• To be done
Extract the final stretch of the data: the line that contains "point: lincoln sign" and every line after it, unaltered, and no other lines.

• Data provided
☆ ☆ ☆ ☆

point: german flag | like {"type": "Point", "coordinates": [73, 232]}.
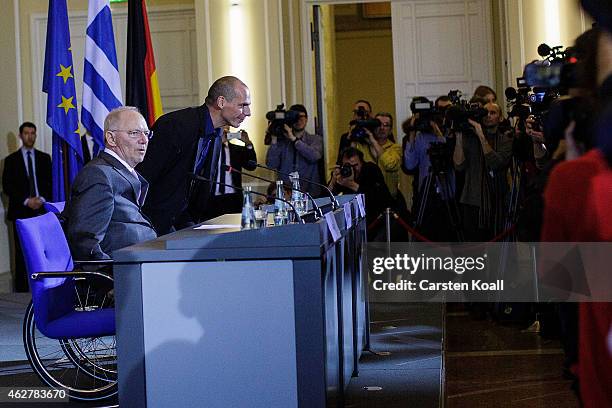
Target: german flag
{"type": "Point", "coordinates": [142, 88]}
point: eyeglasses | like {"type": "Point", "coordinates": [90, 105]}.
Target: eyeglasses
{"type": "Point", "coordinates": [135, 133]}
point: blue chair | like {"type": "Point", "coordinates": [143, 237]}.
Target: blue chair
{"type": "Point", "coordinates": [56, 207]}
{"type": "Point", "coordinates": [69, 336]}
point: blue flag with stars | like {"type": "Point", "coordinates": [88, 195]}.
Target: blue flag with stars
{"type": "Point", "coordinates": [62, 113]}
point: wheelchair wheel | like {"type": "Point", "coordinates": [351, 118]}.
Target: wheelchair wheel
{"type": "Point", "coordinates": [85, 368]}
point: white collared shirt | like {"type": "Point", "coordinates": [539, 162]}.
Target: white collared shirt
{"type": "Point", "coordinates": [24, 154]}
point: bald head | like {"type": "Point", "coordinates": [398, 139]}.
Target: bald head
{"type": "Point", "coordinates": [126, 133]}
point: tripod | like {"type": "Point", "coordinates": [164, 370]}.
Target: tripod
{"type": "Point", "coordinates": [440, 180]}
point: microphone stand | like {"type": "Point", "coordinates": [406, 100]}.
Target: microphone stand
{"type": "Point", "coordinates": [332, 197]}
{"type": "Point", "coordinates": [319, 213]}
{"type": "Point", "coordinates": [200, 178]}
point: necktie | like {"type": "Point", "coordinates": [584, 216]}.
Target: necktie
{"type": "Point", "coordinates": [221, 171]}
{"type": "Point", "coordinates": [31, 176]}
{"type": "Point", "coordinates": [138, 189]}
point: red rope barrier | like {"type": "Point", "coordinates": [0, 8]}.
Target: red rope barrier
{"type": "Point", "coordinates": [423, 238]}
{"type": "Point", "coordinates": [374, 223]}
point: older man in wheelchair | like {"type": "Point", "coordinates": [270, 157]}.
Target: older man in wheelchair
{"type": "Point", "coordinates": [69, 327]}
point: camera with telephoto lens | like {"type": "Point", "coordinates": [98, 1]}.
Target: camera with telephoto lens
{"type": "Point", "coordinates": [439, 157]}
{"type": "Point", "coordinates": [279, 118]}
{"type": "Point", "coordinates": [427, 113]}
{"type": "Point", "coordinates": [362, 122]}
{"type": "Point", "coordinates": [543, 94]}
{"type": "Point", "coordinates": [458, 114]}
{"type": "Point", "coordinates": [346, 170]}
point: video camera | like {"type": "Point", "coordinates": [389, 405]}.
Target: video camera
{"type": "Point", "coordinates": [362, 122]}
{"type": "Point", "coordinates": [458, 114]}
{"type": "Point", "coordinates": [439, 157]}
{"type": "Point", "coordinates": [279, 118]}
{"type": "Point", "coordinates": [542, 92]}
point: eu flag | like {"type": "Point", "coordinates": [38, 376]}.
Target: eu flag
{"type": "Point", "coordinates": [62, 114]}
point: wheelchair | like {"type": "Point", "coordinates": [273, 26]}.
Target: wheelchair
{"type": "Point", "coordinates": [68, 328]}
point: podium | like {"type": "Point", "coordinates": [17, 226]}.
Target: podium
{"type": "Point", "coordinates": [219, 317]}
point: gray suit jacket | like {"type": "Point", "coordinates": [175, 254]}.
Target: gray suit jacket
{"type": "Point", "coordinates": [104, 212]}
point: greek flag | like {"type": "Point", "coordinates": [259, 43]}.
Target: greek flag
{"type": "Point", "coordinates": [101, 85]}
{"type": "Point", "coordinates": [62, 112]}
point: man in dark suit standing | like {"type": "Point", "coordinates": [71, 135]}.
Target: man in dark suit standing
{"type": "Point", "coordinates": [104, 210]}
{"type": "Point", "coordinates": [27, 182]}
{"type": "Point", "coordinates": [188, 141]}
{"type": "Point", "coordinates": [239, 154]}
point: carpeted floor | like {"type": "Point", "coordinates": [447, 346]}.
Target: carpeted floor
{"type": "Point", "coordinates": [403, 368]}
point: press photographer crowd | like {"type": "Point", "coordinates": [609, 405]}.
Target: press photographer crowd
{"type": "Point", "coordinates": [538, 172]}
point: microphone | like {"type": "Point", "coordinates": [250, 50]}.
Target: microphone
{"type": "Point", "coordinates": [318, 211]}
{"type": "Point", "coordinates": [335, 203]}
{"type": "Point", "coordinates": [200, 178]}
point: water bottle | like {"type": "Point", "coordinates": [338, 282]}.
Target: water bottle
{"type": "Point", "coordinates": [280, 209]}
{"type": "Point", "coordinates": [248, 210]}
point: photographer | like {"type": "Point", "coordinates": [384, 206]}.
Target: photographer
{"type": "Point", "coordinates": [380, 148]}
{"type": "Point", "coordinates": [483, 153]}
{"type": "Point", "coordinates": [436, 181]}
{"type": "Point", "coordinates": [361, 111]}
{"type": "Point", "coordinates": [356, 176]}
{"type": "Point", "coordinates": [294, 149]}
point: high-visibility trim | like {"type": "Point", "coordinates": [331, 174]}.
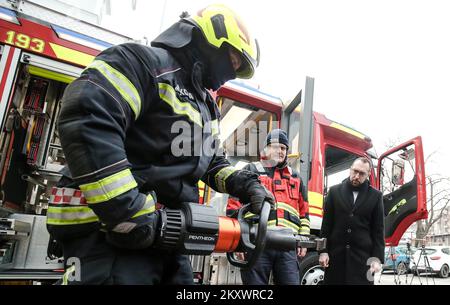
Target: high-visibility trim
{"type": "Point", "coordinates": [315, 211]}
{"type": "Point", "coordinates": [122, 84]}
{"type": "Point", "coordinates": [221, 178]}
{"type": "Point", "coordinates": [315, 200]}
{"type": "Point", "coordinates": [71, 55]}
{"type": "Point", "coordinates": [50, 74]}
{"type": "Point", "coordinates": [148, 208]}
{"type": "Point", "coordinates": [70, 215]}
{"type": "Point", "coordinates": [109, 187]}
{"type": "Point", "coordinates": [65, 279]}
{"type": "Point", "coordinates": [285, 223]}
{"type": "Point", "coordinates": [287, 207]}
{"type": "Point", "coordinates": [249, 214]}
{"type": "Point", "coordinates": [304, 231]}
{"type": "Point", "coordinates": [167, 94]}
{"type": "Point", "coordinates": [259, 167]}
{"type": "Point", "coordinates": [305, 222]}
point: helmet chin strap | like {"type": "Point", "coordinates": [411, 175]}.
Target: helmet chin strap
{"type": "Point", "coordinates": [219, 69]}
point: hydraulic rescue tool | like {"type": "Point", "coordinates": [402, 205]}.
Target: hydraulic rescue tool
{"type": "Point", "coordinates": [197, 229]}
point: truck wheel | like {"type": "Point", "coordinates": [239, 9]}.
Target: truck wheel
{"type": "Point", "coordinates": [311, 273]}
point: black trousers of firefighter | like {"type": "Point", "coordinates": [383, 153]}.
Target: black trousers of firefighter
{"type": "Point", "coordinates": [283, 264]}
{"type": "Point", "coordinates": [99, 263]}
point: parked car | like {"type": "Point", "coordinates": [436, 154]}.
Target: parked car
{"type": "Point", "coordinates": [398, 259]}
{"type": "Point", "coordinates": [438, 258]}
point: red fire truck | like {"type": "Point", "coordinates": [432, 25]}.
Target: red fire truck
{"type": "Point", "coordinates": [42, 50]}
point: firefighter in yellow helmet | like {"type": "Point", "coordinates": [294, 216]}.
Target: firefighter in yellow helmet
{"type": "Point", "coordinates": [120, 126]}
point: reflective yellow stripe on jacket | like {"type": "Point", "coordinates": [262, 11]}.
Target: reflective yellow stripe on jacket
{"type": "Point", "coordinates": [75, 215]}
{"type": "Point", "coordinates": [70, 215]}
{"type": "Point", "coordinates": [109, 187]}
{"type": "Point", "coordinates": [122, 84]}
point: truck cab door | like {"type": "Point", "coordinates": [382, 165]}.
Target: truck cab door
{"type": "Point", "coordinates": [401, 179]}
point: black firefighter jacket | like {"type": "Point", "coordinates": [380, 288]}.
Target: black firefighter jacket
{"type": "Point", "coordinates": [355, 233]}
{"type": "Point", "coordinates": [137, 122]}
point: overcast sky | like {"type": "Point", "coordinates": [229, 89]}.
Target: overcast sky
{"type": "Point", "coordinates": [381, 67]}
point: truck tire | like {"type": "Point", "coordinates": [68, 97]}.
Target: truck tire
{"type": "Point", "coordinates": [311, 273]}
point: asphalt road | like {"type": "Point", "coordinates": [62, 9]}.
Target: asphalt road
{"type": "Point", "coordinates": [388, 278]}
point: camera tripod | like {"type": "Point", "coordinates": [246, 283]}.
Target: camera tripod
{"type": "Point", "coordinates": [426, 264]}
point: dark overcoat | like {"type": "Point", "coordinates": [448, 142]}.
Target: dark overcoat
{"type": "Point", "coordinates": [354, 232]}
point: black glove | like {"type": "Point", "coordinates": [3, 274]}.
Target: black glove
{"type": "Point", "coordinates": [140, 237]}
{"type": "Point", "coordinates": [257, 194]}
{"type": "Point", "coordinates": [135, 233]}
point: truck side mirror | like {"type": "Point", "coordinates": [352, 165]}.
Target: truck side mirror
{"type": "Point", "coordinates": [398, 172]}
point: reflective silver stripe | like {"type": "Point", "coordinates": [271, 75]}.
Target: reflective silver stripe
{"type": "Point", "coordinates": [109, 187]}
{"type": "Point", "coordinates": [221, 177]}
{"type": "Point", "coordinates": [287, 207]}
{"type": "Point", "coordinates": [167, 94]}
{"type": "Point", "coordinates": [122, 84]}
{"type": "Point", "coordinates": [286, 223]}
{"type": "Point", "coordinates": [69, 215]}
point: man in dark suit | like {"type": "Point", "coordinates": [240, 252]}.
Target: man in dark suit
{"type": "Point", "coordinates": [353, 223]}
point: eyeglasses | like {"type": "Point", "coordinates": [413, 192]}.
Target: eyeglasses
{"type": "Point", "coordinates": [357, 172]}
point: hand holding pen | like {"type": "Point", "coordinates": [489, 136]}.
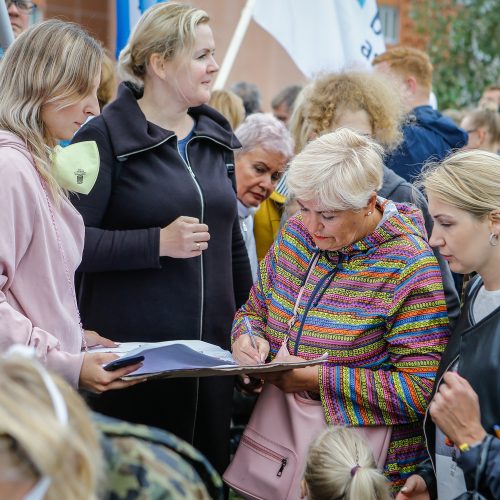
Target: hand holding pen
{"type": "Point", "coordinates": [252, 337]}
{"type": "Point", "coordinates": [250, 348]}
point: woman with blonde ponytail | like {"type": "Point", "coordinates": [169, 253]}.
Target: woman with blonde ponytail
{"type": "Point", "coordinates": [341, 466]}
{"type": "Point", "coordinates": [49, 446]}
{"type": "Point", "coordinates": [48, 80]}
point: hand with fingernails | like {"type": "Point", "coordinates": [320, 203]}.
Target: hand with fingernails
{"type": "Point", "coordinates": [184, 238]}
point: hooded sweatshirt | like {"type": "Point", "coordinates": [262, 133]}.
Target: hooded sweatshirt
{"type": "Point", "coordinates": [377, 307]}
{"type": "Point", "coordinates": [428, 136]}
{"type": "Point", "coordinates": [40, 249]}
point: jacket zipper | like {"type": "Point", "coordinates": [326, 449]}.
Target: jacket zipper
{"type": "Point", "coordinates": [202, 308]}
{"type": "Point", "coordinates": [427, 413]}
{"type": "Point", "coordinates": [266, 452]}
{"type": "Point", "coordinates": [310, 304]}
{"type": "Point", "coordinates": [202, 300]}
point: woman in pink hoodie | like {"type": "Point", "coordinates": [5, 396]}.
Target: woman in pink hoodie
{"type": "Point", "coordinates": [48, 81]}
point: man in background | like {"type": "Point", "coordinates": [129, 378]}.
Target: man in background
{"type": "Point", "coordinates": [283, 102]}
{"type": "Point", "coordinates": [428, 135]}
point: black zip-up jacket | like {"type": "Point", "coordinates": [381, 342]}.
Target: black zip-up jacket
{"type": "Point", "coordinates": [476, 347]}
{"type": "Point", "coordinates": [129, 293]}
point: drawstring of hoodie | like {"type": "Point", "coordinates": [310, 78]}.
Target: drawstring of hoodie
{"type": "Point", "coordinates": [318, 292]}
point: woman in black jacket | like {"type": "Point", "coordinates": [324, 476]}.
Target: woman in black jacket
{"type": "Point", "coordinates": [164, 258]}
{"type": "Point", "coordinates": [464, 201]}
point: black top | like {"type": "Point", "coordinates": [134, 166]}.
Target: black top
{"type": "Point", "coordinates": [129, 292]}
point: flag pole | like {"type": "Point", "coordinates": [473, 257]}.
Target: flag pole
{"type": "Point", "coordinates": [234, 46]}
{"type": "Point", "coordinates": [6, 33]}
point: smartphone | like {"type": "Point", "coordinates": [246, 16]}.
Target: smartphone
{"type": "Point", "coordinates": [123, 362]}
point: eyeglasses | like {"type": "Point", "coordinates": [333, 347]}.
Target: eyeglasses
{"type": "Point", "coordinates": [23, 5]}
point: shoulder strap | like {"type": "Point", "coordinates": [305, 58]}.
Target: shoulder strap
{"type": "Point", "coordinates": [229, 161]}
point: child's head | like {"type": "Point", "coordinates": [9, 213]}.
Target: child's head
{"type": "Point", "coordinates": [341, 466]}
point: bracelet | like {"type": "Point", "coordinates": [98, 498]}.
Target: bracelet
{"type": "Point", "coordinates": [464, 447]}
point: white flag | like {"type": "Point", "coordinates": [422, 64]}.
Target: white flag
{"type": "Point", "coordinates": [323, 36]}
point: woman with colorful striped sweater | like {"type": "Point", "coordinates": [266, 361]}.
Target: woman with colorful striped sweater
{"type": "Point", "coordinates": [351, 274]}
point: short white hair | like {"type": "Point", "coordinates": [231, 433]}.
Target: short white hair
{"type": "Point", "coordinates": [340, 170]}
{"type": "Point", "coordinates": [263, 130]}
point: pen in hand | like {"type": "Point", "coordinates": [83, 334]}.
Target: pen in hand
{"type": "Point", "coordinates": [251, 335]}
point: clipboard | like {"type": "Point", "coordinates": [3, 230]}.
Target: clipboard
{"type": "Point", "coordinates": [195, 359]}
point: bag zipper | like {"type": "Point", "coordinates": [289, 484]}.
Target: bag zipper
{"type": "Point", "coordinates": [266, 452]}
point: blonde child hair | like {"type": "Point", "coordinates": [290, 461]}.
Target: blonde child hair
{"type": "Point", "coordinates": [341, 466]}
{"type": "Point", "coordinates": [36, 443]}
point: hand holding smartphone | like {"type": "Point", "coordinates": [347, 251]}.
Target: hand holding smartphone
{"type": "Point", "coordinates": [123, 362]}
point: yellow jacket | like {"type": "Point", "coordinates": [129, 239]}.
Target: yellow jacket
{"type": "Point", "coordinates": [267, 223]}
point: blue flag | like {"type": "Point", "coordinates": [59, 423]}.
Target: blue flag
{"type": "Point", "coordinates": [128, 13]}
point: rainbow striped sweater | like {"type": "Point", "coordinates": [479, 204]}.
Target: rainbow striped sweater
{"type": "Point", "coordinates": [377, 307]}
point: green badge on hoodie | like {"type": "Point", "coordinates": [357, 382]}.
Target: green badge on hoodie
{"type": "Point", "coordinates": [75, 167]}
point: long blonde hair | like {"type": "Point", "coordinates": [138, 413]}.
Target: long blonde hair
{"type": "Point", "coordinates": [467, 180]}
{"type": "Point", "coordinates": [51, 62]}
{"type": "Point", "coordinates": [168, 29]}
{"type": "Point", "coordinates": [341, 465]}
{"type": "Point", "coordinates": [34, 443]}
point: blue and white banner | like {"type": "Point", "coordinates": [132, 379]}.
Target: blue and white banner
{"type": "Point", "coordinates": [128, 13]}
{"type": "Point", "coordinates": [323, 36]}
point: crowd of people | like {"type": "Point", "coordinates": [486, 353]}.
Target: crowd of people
{"type": "Point", "coordinates": [354, 222]}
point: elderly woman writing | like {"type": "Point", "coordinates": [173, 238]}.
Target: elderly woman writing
{"type": "Point", "coordinates": [351, 275]}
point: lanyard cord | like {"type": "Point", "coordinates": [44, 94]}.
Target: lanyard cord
{"type": "Point", "coordinates": [313, 299]}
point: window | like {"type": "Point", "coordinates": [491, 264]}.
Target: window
{"type": "Point", "coordinates": [389, 17]}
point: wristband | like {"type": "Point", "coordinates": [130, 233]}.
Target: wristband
{"type": "Point", "coordinates": [464, 447]}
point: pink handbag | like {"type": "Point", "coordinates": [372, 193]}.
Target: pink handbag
{"type": "Point", "coordinates": [270, 460]}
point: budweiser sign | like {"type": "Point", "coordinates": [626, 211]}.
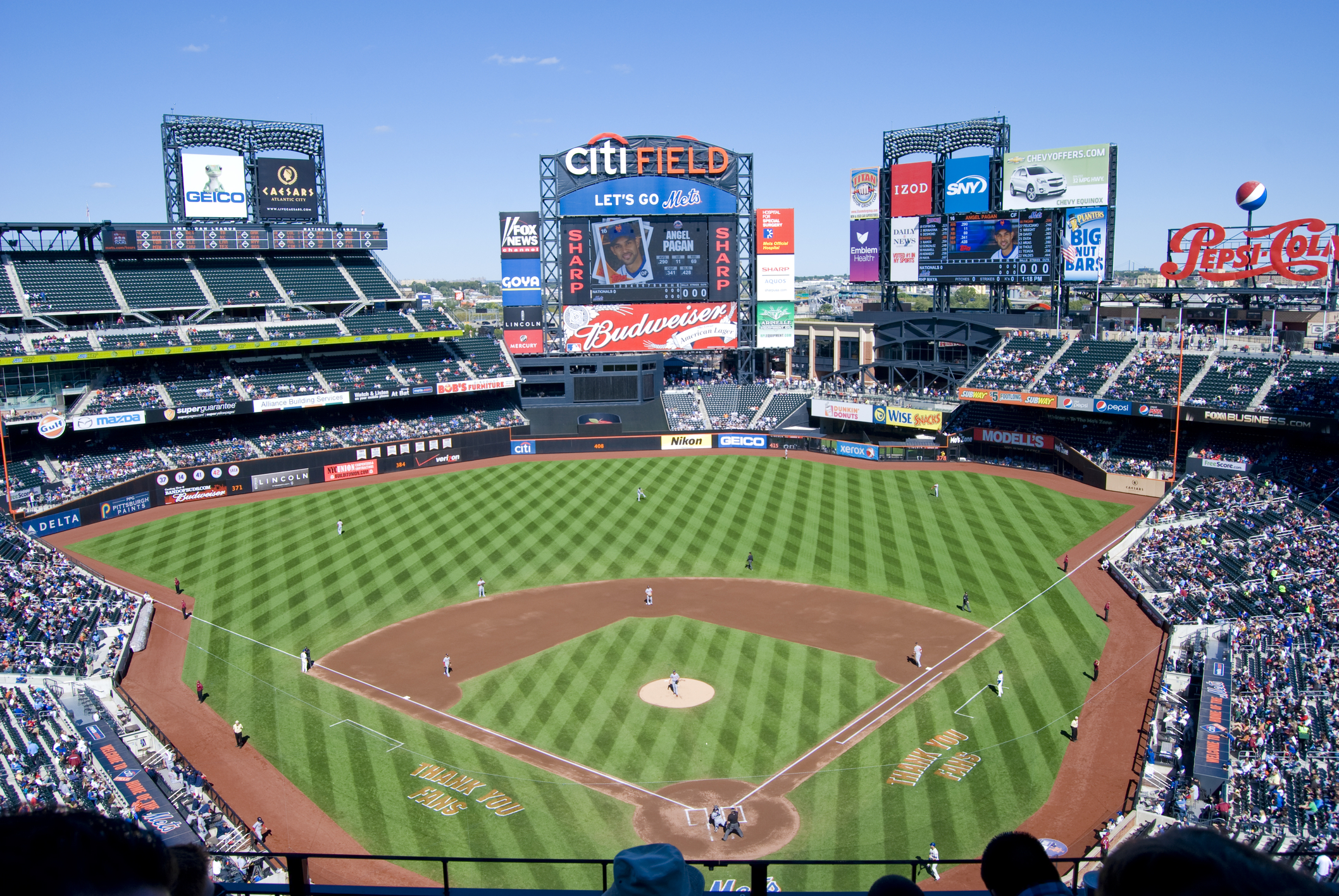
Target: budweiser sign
{"type": "Point", "coordinates": [1298, 251]}
{"type": "Point", "coordinates": [476, 385]}
{"type": "Point", "coordinates": [1021, 440]}
{"type": "Point", "coordinates": [661, 327]}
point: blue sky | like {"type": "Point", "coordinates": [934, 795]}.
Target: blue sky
{"type": "Point", "coordinates": [435, 114]}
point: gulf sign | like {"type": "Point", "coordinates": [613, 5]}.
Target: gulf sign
{"type": "Point", "coordinates": [1014, 440]}
{"type": "Point", "coordinates": [1005, 397]}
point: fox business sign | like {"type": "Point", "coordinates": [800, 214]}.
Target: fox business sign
{"type": "Point", "coordinates": [213, 187]}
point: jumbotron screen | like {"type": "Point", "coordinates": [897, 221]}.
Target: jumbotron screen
{"type": "Point", "coordinates": [620, 260]}
{"type": "Point", "coordinates": [987, 247]}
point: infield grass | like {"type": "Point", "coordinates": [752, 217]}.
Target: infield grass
{"type": "Point", "coordinates": [276, 572]}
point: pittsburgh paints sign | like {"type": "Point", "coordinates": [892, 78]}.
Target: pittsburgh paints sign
{"type": "Point", "coordinates": [456, 792]}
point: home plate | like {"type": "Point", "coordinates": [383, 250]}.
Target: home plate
{"type": "Point", "coordinates": [691, 693]}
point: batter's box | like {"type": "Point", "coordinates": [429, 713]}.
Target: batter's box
{"type": "Point", "coordinates": [377, 734]}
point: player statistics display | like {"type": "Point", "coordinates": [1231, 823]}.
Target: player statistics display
{"type": "Point", "coordinates": [649, 259]}
{"type": "Point", "coordinates": [990, 247]}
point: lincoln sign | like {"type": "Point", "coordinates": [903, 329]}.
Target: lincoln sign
{"type": "Point", "coordinates": [1299, 251]}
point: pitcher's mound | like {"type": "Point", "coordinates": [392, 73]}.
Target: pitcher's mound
{"type": "Point", "coordinates": [691, 693]}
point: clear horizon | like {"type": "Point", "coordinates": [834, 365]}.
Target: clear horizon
{"type": "Point", "coordinates": [435, 117]}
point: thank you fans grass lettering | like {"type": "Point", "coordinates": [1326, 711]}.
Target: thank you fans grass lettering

☆ ☆ ☆ ☆

• Right answer
point: lincoln sign | like {"type": "Point", "coordinates": [903, 329]}.
Target: lincoln sign
{"type": "Point", "coordinates": [1299, 251]}
point: pitcher's mound | like {"type": "Point", "coordinates": [392, 73]}.
Target: pitcher's mound
{"type": "Point", "coordinates": [691, 693]}
point: clear horizon | like {"type": "Point", "coordinates": [834, 365]}.
Target: clear horizon
{"type": "Point", "coordinates": [435, 117]}
point: thank you fans grass lettering | like {"type": "Point", "coordinates": [1326, 711]}.
Target: thank you fans grass lettering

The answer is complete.